[Records contained in a dataset]
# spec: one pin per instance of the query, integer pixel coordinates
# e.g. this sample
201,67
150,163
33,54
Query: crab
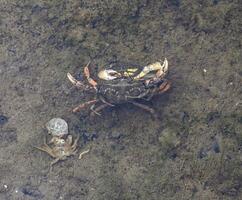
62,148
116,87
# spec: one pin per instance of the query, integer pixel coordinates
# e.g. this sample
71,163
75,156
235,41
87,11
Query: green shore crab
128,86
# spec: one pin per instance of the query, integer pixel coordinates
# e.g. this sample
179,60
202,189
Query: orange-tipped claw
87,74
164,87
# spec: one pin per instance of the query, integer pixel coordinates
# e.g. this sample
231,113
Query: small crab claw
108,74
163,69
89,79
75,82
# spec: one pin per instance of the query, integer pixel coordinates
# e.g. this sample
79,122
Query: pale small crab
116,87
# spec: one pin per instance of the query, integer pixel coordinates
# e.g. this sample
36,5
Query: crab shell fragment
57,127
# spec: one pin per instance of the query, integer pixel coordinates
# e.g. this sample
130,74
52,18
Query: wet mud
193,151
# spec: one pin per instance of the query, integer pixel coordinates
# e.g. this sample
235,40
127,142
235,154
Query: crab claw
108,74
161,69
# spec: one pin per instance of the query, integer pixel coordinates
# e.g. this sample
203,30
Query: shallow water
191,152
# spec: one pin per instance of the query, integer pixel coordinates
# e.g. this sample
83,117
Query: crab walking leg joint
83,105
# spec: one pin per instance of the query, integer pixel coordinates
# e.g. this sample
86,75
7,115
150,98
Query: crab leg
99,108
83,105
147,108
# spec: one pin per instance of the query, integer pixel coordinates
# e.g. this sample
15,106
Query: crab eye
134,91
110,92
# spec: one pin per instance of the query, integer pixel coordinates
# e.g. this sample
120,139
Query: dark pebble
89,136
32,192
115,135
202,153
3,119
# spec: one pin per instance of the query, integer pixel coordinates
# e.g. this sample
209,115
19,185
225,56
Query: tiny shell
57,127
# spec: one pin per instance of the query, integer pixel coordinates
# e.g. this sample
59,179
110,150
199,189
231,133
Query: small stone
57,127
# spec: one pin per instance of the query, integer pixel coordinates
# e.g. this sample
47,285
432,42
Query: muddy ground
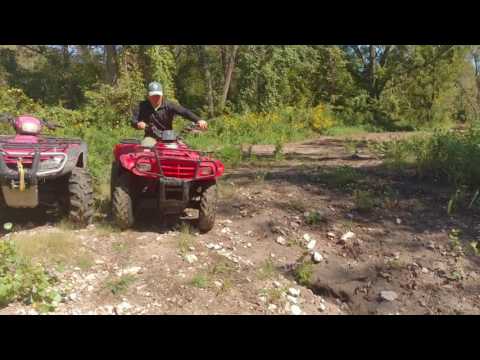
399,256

WORK INSTRUCTIONS :: An exact copy of the data is required, with the pictures excluded.

EXERCISE OUTPUT ::
# spec: one pin per instance of the query, integer pixel coordinates
# e.g. this sample
201,67
150,163
33,54
Query: crab
62,148
116,87
# spec: one pin per instance of the query, integer pixel coordinates
# e.g. this sample
71,163
75,156
235,41
87,11
Query: green shore crab
128,86
# spec: one pin per instance of the query, integer pixel coordinates
# e.g. this sample
179,60
202,189
Query: orange-tipped claw
87,74
164,87
# spec: one pin per instance of the query, integer pixel coordinates
# e.g. this sample
231,113
Query: small crab claw
108,74
163,69
89,79
75,82
# spec: one pin per instance of the query, integer pixel coordinates
# e.g. this sample
79,122
Query: pale small crab
116,87
# spec: one pin per instance of the query, integer pixel coordinates
# e.g. this sample
36,5
Query: crab shell fragment
57,127
# spec: one pin per instance of the query, integer pixel coordinates
# e.g. this sample
130,74
52,18
Query: wet mud
193,151
# spec: one pin per instance of the query, integer pixel coordinates
# e.g. this sample
235,40
127,142
235,154
Query: crab claw
108,74
161,69
# spec: one pin per instance of the query, integer pixel coordinates
# e.g. this sample
203,30
Query: shallow water
191,152
# spec: one pin per instance of the query, integer pixel coordinates
# e.g. this sample
83,117
Query: crab walking leg joint
83,105
# spec: one pin per instance of the query, integer pixel coordinates
# e.g. this sample
86,75
7,115
150,98
Query: crab leg
99,108
83,105
147,108
# spec: one pin per instance of the query, integer pixel coordinates
# e.g. this sample
15,106
Query: crab eye
134,91
110,92
# spec: one pin per instance of the query, integer pixel coordinates
# e.g. this sample
120,139
Query: dark pebble
89,136
32,192
115,135
202,153
3,119
# spec: one pin per instance of the query, integer pixel coordinates
# e.g. this sample
209,115
19,185
225,56
Query: tiny shell
57,127
# spec: one pin per instance of the query, integer pixel coordinates
# e.g. this sample
59,179
110,150
199,189
231,133
Query: small stone
57,127
# spec: one pin per instance of the query, integer pixel coordinates
# e.g. this sample
47,285
432,42
Query: muddy ground
399,256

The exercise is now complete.